- _DIRECTIVE_: Give back only the lines from the one with "Exercise. Point out each instance of the river" through the last line of the data, exactly as they appear.

Records from a data collection
● ● ● ● ● ● ●
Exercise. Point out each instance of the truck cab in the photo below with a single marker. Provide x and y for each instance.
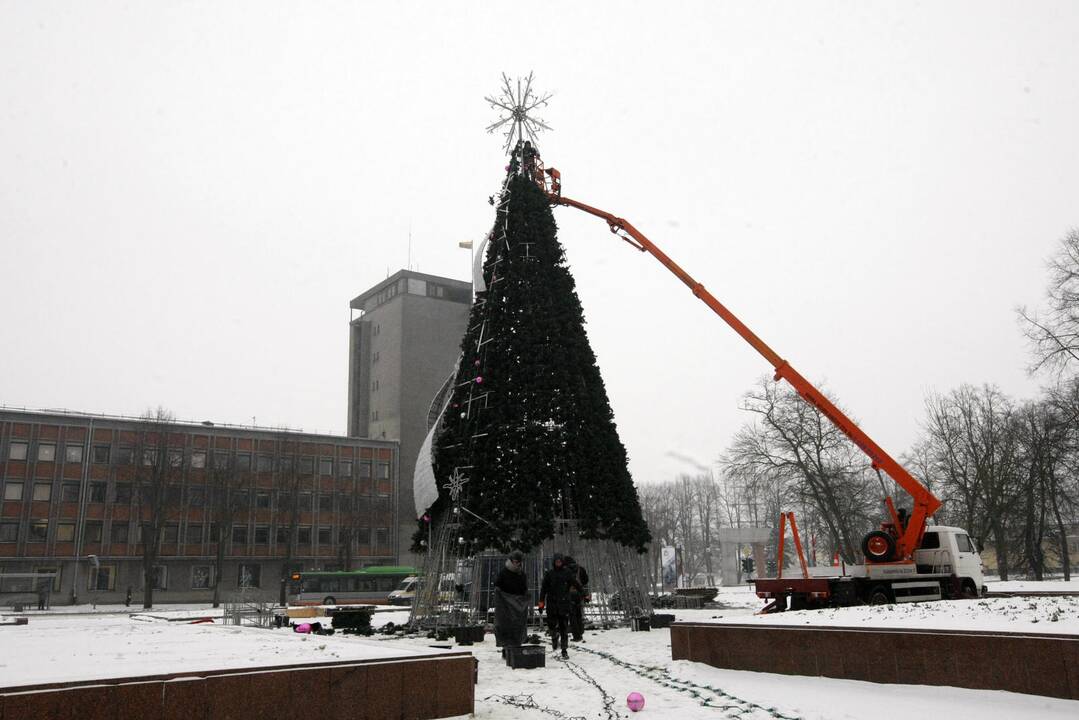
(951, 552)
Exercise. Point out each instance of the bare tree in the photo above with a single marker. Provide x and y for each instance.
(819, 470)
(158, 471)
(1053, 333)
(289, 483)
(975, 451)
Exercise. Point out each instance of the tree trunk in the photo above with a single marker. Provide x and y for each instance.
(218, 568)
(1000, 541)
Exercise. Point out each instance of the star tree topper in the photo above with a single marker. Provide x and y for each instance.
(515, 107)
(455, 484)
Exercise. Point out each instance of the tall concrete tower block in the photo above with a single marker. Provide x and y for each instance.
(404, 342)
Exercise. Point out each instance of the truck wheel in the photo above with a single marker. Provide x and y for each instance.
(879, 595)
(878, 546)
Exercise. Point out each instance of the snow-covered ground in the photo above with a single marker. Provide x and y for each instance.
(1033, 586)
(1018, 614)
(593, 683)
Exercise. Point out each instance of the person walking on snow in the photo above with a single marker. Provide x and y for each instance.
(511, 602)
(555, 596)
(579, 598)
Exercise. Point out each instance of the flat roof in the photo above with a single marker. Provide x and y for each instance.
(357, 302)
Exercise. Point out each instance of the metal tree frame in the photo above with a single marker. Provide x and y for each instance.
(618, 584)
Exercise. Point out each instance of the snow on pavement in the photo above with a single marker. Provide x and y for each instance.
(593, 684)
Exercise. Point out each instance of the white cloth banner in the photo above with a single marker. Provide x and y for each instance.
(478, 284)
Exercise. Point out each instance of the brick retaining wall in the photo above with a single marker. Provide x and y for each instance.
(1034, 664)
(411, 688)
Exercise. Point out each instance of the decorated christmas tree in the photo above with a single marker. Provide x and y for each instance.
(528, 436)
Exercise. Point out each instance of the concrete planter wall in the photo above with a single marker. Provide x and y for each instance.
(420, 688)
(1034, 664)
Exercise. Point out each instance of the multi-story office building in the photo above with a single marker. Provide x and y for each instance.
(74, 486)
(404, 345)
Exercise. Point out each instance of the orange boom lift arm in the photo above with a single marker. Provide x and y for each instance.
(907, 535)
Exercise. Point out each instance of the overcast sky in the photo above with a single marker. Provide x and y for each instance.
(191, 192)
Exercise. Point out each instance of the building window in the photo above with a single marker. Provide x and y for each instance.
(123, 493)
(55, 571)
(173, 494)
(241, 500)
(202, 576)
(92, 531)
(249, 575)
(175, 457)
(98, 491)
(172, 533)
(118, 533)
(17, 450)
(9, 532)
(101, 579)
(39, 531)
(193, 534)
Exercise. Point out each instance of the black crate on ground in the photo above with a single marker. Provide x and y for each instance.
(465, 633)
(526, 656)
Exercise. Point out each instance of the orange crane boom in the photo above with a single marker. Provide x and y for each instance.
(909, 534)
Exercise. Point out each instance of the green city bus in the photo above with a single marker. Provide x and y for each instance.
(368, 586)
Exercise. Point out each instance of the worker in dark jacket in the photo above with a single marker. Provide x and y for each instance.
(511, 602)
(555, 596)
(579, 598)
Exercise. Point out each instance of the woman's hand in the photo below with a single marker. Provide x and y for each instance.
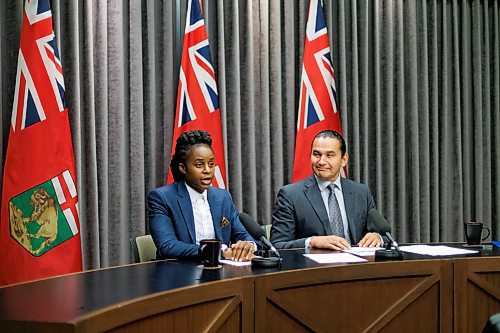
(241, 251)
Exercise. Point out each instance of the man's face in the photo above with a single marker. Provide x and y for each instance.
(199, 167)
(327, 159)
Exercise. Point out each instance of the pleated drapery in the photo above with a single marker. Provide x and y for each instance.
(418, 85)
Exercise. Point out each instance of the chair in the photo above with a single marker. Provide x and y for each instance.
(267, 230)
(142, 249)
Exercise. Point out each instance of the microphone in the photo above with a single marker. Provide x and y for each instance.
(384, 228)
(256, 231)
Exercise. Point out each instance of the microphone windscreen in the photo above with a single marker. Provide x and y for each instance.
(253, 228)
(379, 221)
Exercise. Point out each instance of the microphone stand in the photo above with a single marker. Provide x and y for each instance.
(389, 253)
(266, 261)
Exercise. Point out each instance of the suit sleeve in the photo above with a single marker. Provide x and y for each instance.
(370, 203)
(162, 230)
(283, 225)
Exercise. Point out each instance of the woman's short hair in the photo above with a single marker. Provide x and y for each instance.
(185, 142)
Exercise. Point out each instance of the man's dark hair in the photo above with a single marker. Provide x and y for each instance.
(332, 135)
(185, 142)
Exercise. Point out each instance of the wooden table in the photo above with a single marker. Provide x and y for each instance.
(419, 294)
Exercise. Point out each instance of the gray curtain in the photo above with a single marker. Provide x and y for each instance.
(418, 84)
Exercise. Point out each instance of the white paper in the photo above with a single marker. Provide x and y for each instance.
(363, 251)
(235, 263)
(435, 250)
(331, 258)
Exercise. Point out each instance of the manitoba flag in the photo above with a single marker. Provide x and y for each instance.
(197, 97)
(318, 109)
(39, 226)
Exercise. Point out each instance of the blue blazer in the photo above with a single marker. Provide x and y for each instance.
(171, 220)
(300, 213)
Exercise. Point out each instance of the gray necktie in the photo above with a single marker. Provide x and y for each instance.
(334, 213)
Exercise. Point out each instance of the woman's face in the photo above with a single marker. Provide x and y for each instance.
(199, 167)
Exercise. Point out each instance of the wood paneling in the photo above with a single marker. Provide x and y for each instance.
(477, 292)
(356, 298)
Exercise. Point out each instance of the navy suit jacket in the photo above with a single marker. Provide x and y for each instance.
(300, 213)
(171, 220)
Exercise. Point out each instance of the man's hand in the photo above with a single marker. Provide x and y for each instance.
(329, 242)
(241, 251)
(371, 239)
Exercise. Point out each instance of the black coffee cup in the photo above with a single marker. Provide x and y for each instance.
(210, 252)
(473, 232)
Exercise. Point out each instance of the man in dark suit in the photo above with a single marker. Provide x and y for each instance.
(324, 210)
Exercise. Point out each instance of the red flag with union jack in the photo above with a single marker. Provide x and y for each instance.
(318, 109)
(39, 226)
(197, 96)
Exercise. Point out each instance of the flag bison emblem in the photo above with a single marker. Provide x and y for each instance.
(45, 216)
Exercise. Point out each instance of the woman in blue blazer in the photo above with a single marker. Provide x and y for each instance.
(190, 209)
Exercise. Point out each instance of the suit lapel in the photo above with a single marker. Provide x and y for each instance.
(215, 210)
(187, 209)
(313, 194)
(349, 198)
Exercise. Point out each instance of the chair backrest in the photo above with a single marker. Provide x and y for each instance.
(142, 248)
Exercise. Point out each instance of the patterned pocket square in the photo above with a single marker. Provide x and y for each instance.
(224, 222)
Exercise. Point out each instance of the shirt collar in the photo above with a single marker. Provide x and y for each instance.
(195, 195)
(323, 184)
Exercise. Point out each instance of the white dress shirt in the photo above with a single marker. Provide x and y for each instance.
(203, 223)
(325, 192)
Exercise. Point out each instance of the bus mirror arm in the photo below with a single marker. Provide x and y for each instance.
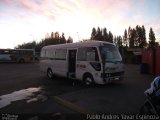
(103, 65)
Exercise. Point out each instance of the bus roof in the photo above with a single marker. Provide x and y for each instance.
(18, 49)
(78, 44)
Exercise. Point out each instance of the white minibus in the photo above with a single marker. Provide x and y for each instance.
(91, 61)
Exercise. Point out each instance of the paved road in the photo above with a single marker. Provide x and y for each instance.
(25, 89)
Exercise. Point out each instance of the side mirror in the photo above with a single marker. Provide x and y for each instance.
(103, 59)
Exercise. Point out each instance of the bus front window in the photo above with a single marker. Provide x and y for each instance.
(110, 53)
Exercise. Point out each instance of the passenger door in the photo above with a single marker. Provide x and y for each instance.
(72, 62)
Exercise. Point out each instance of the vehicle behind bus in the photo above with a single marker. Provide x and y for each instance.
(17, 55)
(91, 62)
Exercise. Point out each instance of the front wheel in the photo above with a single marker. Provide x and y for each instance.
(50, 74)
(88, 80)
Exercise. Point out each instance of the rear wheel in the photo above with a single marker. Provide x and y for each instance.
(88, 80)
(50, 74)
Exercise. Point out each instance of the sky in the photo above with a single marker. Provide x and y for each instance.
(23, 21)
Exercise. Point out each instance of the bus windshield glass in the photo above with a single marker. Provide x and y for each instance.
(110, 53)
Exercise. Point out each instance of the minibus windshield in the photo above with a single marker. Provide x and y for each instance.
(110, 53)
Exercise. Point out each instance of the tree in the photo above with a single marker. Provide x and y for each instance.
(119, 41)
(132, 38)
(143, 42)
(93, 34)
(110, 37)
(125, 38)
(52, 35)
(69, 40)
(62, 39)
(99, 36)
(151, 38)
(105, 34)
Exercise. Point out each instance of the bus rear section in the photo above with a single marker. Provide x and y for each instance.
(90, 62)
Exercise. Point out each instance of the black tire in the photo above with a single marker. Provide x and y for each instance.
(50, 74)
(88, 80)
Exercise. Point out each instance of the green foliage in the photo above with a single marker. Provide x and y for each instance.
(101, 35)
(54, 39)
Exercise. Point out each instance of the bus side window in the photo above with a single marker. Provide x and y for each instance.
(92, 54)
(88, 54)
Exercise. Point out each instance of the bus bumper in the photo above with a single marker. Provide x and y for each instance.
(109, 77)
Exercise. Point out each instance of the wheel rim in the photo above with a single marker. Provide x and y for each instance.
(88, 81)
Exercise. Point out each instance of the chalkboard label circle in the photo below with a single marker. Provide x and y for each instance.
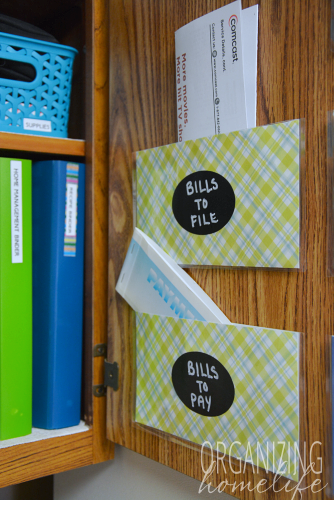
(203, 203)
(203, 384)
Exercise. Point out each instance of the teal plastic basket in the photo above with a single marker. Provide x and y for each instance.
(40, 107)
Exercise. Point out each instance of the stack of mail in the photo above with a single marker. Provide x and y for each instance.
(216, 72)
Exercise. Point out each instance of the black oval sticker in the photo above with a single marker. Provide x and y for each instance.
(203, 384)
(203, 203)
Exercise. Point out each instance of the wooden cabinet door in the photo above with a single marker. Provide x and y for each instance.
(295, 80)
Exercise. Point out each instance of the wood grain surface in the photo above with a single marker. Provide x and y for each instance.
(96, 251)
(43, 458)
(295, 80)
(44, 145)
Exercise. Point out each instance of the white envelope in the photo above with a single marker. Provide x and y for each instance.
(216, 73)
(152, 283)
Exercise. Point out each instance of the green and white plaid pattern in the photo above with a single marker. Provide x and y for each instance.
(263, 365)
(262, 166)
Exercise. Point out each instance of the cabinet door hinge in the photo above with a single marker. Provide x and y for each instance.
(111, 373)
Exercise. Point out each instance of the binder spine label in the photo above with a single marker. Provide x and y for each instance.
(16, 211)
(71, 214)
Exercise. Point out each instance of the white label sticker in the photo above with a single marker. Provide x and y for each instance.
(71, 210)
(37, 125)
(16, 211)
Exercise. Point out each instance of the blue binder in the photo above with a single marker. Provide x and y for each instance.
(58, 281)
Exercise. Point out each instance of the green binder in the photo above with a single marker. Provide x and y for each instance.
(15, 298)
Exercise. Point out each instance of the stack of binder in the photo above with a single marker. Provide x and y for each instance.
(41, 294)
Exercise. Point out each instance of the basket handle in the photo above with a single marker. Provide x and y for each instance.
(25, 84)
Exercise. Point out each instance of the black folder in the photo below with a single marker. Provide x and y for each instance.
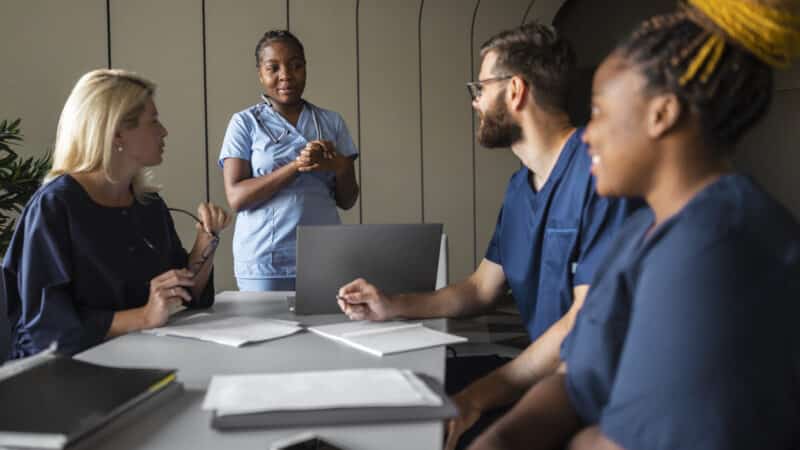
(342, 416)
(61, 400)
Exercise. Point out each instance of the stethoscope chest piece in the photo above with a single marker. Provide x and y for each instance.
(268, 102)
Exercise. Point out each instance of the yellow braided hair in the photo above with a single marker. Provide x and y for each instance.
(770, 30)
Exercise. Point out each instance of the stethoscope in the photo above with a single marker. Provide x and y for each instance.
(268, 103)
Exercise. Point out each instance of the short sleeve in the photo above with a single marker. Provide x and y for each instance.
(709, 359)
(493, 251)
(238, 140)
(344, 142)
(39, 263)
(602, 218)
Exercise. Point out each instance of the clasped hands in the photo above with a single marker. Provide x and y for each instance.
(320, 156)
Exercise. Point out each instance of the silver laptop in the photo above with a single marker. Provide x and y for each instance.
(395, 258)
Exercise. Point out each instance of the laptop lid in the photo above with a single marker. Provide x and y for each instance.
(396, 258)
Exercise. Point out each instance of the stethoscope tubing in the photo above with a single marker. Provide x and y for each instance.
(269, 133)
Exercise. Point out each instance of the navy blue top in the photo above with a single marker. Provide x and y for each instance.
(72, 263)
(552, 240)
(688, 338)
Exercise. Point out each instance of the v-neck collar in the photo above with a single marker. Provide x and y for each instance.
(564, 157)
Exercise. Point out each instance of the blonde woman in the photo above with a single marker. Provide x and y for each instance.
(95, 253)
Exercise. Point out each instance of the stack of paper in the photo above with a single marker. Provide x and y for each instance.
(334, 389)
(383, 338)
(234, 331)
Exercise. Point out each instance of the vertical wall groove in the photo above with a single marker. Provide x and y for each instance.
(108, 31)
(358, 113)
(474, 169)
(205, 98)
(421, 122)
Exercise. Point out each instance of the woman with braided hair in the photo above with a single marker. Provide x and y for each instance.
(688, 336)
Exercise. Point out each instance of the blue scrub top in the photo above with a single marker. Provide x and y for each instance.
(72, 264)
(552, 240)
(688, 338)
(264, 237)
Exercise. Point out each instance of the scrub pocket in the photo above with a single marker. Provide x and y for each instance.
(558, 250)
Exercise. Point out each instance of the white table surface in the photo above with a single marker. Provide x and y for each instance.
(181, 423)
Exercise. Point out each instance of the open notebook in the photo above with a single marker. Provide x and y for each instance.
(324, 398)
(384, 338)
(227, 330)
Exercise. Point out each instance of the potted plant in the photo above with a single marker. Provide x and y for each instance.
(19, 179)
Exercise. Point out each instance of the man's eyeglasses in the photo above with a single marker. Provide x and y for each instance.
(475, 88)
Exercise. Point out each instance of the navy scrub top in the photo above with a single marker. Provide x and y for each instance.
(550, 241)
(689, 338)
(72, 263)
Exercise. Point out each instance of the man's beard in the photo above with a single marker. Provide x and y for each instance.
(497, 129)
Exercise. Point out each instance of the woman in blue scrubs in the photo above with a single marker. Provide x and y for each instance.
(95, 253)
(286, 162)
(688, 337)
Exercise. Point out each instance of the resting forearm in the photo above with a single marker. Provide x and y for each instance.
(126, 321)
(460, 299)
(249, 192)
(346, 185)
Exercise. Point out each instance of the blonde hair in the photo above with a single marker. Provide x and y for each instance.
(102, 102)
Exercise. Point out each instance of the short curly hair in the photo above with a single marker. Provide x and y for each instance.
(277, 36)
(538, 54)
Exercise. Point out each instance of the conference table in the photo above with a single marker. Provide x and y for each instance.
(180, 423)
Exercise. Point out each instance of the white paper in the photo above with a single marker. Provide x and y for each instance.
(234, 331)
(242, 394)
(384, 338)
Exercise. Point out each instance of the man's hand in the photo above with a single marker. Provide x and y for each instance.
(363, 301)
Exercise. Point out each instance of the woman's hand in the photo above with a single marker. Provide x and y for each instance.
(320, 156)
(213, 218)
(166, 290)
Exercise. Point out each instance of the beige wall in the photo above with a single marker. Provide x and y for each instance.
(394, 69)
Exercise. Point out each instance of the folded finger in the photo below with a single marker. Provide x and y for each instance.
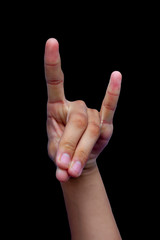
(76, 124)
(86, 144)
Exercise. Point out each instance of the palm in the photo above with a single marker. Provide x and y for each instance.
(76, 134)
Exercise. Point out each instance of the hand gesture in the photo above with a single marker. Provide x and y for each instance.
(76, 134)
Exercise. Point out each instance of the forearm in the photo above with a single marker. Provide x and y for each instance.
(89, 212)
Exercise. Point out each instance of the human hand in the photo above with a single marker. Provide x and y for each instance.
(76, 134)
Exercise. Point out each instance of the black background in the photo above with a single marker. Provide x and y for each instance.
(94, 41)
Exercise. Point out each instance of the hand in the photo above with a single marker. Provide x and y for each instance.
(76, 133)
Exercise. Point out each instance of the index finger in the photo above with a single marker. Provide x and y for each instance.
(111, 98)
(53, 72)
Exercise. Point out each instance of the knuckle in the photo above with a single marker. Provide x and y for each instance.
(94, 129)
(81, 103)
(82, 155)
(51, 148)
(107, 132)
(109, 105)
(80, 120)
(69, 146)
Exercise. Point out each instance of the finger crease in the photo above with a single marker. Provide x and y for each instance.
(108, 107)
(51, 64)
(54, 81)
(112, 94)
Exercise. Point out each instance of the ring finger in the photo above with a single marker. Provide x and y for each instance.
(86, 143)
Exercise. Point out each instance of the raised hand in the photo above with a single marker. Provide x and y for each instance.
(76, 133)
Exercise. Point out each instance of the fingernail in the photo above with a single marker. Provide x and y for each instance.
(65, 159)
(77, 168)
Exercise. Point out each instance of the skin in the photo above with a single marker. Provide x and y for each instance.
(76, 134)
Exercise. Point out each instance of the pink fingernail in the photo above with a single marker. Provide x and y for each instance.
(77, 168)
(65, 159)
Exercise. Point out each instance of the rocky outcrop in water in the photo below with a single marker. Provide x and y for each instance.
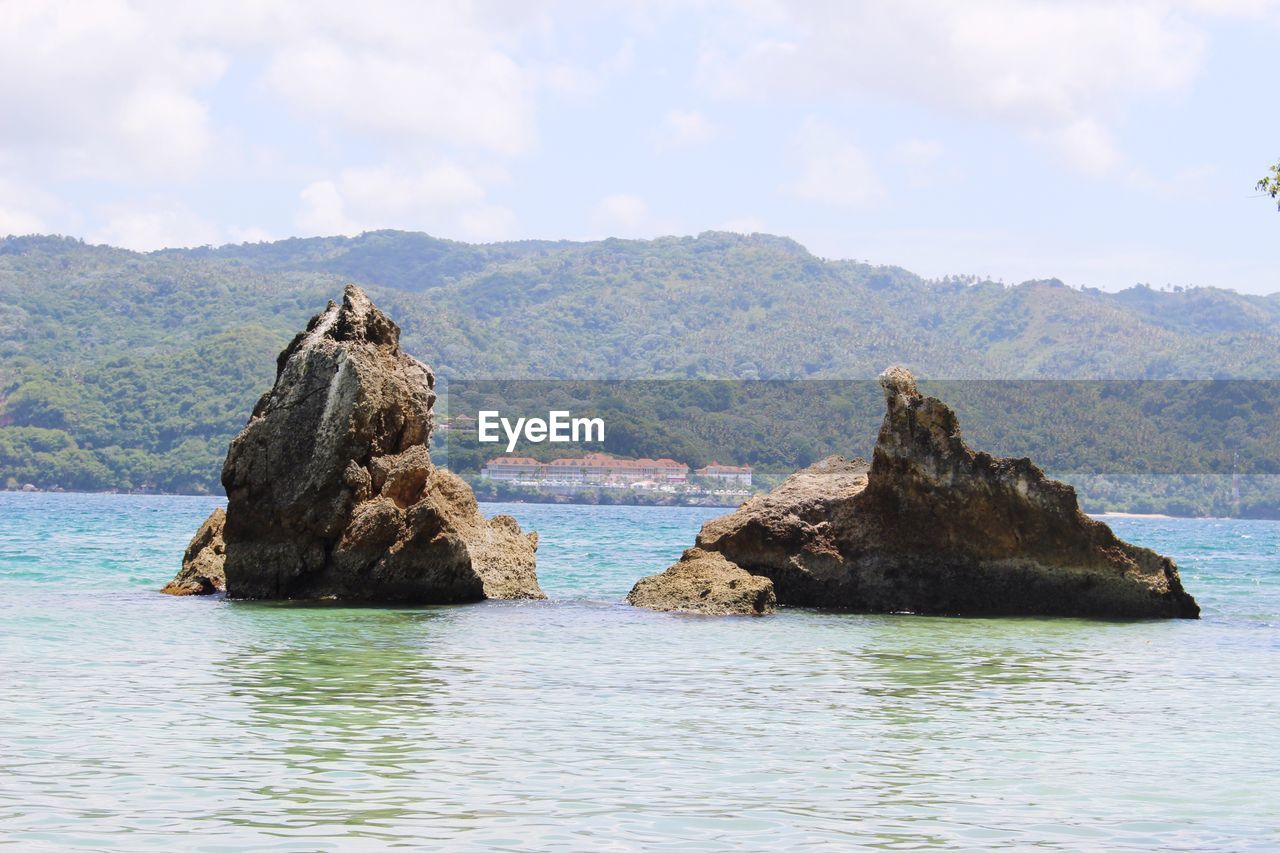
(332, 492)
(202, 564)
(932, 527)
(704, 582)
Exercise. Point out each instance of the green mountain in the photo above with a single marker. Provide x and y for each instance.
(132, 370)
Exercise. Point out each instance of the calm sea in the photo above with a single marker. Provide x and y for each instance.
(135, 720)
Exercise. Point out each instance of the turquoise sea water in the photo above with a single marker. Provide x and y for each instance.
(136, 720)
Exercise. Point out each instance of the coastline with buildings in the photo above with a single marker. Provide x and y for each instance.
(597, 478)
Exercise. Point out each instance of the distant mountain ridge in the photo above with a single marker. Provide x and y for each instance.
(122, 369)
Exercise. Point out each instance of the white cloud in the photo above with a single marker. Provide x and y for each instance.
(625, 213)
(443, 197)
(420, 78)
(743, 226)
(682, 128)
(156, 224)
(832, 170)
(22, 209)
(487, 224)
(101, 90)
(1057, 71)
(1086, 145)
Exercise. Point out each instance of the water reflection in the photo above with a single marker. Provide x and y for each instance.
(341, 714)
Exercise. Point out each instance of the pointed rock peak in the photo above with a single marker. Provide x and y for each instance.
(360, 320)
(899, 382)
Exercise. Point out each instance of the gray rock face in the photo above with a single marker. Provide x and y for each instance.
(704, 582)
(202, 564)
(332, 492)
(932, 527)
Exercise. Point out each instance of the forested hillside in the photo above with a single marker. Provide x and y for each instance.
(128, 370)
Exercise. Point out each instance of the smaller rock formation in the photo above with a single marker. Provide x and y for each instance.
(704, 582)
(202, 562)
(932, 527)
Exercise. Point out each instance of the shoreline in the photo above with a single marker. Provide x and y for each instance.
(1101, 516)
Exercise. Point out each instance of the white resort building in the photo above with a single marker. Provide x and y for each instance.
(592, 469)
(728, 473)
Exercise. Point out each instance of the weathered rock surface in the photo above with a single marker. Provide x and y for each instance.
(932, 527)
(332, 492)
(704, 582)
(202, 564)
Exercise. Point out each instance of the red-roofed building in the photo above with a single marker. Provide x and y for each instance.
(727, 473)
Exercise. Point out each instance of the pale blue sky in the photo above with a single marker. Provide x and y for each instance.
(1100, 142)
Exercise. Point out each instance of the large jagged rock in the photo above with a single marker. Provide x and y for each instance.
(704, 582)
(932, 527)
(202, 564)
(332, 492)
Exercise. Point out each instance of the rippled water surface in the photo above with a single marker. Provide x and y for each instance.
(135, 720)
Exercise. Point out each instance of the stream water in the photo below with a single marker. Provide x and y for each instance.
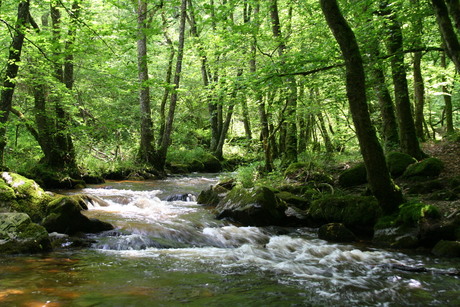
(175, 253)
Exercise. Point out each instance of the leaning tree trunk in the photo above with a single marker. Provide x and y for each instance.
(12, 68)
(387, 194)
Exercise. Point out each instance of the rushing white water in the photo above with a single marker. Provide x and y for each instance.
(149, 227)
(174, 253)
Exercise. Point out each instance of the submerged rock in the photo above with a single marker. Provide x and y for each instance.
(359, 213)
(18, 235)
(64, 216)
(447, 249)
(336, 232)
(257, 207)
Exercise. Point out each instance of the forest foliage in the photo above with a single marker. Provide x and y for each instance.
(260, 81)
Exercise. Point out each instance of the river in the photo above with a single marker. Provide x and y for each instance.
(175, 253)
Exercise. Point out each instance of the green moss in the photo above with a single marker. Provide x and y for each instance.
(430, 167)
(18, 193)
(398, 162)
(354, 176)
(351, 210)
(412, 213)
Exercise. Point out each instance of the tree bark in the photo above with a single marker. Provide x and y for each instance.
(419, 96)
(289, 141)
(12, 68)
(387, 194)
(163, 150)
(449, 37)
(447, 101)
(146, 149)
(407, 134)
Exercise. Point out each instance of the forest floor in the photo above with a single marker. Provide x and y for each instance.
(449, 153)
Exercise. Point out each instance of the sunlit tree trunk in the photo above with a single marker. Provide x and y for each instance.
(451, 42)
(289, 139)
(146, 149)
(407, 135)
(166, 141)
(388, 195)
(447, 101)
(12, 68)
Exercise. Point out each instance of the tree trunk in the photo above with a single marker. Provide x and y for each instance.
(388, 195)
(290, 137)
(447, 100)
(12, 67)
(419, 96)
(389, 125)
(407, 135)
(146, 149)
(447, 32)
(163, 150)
● ● ● ● ● ● ●
- _CORRECT ANSWER_:
Exercise. Point out each instance of the river in the photo above with a single marker. Provide x and y for each instance.
(175, 253)
Exercise. Point out each instance of the green moss in the photo above with a single marker. Provide x and y for each instance.
(430, 167)
(18, 193)
(398, 162)
(354, 176)
(351, 210)
(412, 213)
Exercise. Point out each instance of the tree bark in the photo above with a single marker. Provide x and y for each instance.
(419, 96)
(289, 141)
(12, 68)
(387, 194)
(163, 150)
(449, 37)
(447, 101)
(146, 149)
(407, 134)
Exercise. Point out each instance of the forest floor in the photo above with a single marker. Provide x and y for each instance.
(449, 153)
Exercise. Point out each instance of the sunlit tree trunk in the photo above with a single marker. Provide x and y for each instance.
(451, 42)
(289, 139)
(146, 149)
(407, 135)
(166, 141)
(388, 195)
(447, 101)
(12, 68)
Exercise. Point out each instance of the tree trunk in the photo above with a single marker. Provide x and y for each instance.
(388, 195)
(290, 137)
(447, 100)
(12, 67)
(419, 96)
(389, 125)
(407, 135)
(146, 149)
(447, 32)
(163, 150)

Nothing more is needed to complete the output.